*ESTRATTO DELLA FONTE*:
+---+
L’artista iraniana Shirin Neshat con la sua opera prima Donne senza uomini, tratta dal romanzo di Shahrnush Parsipur, ha vinto all’ultimo Festival di Venezia il Leone d’argento per la migliore regia. E questo è un fatto significativo.
Donne senza uomini si distacca da qualsiasi altro film arrivato da quella parte del mondo. Non è migliore o peggiore, è semplicemente (e sublimemente) diverso. Shirin Neshat, una genuinamente bellissima donna, parla con voce pacata anche quando deve raccontare cose terribili.
L’abbiamo incontrata a Roma in occasione dell’uscita della sua pellicola e le abbiamo rivolto alcune domande.
Lei è un’artista concettuale. Perché ha deciso di fare un film di finzione?
Ho cominciato con la fotografia e poi sono passata al video. Sapete, io non abbandono mai le cose che faccio finché non mi stanco. Così, girando i video ho scoperto il racconto di una storia per immagini. Insomma, mi sono innamorata della narrazione ed ecco il mio primo film. Infine, quello che mi piace al cinema è il fatto che si rivolge a un pubblico estremamente vario. L’arte parla a un nucleo esclusivo ed educato mentre il cinema parla a tutti.
Passando dalla videoarte al cinema è cambiato qualcosa al suo modo di lavorare?
+---+
*MATERIALE RACCOLTO*:
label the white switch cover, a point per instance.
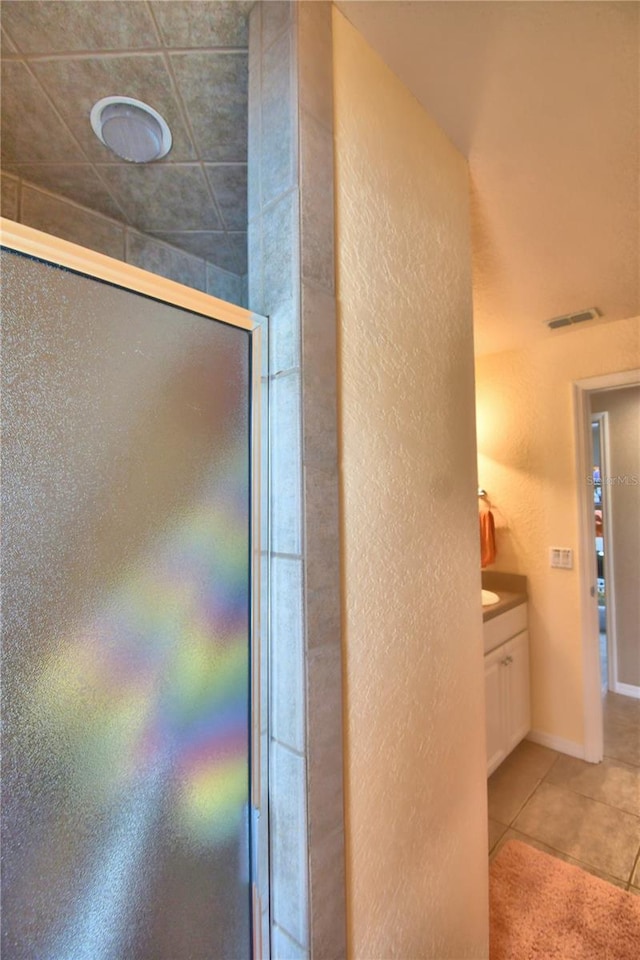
+---+
*CONSEGNE*:
**a)** Nell'intervista a Shirin Neshat, quale premio ha vinto il suo film all'ultimo Festival di Venezia?
**b)** Continua l'intervista a Shirin Neshat a partire dall'ultima frase riportata.

*RISPOSTE*:
**a)** Il Leone d'argento per la migliore regia.

**b)**
Ci ho messo molto a fare questo passaggio perché stavo cercando un modo equilibrato. E mi spiego: dovevo allargare il mio pubblico ma senza perdere la mia dignità artistica. E vi assicuro che non è una cosa facile. Un conto è riuscire ad esprimere qualcosa che ha un valore artistico nei sei o sette minuti della durata di un video, un altro tipo di esperienza è raccontare storie e approfondire personaggi. Essere artisti e artisti commerciali allo stesso momento. Quando ci riesci è meraviglioso.
Il contesto della storia rappresenta un capitolo fondamentale nella politica mediorientale. Il primo e ultimo periodo democratico in Iran oggi è quasi sconosciuto. Come mai?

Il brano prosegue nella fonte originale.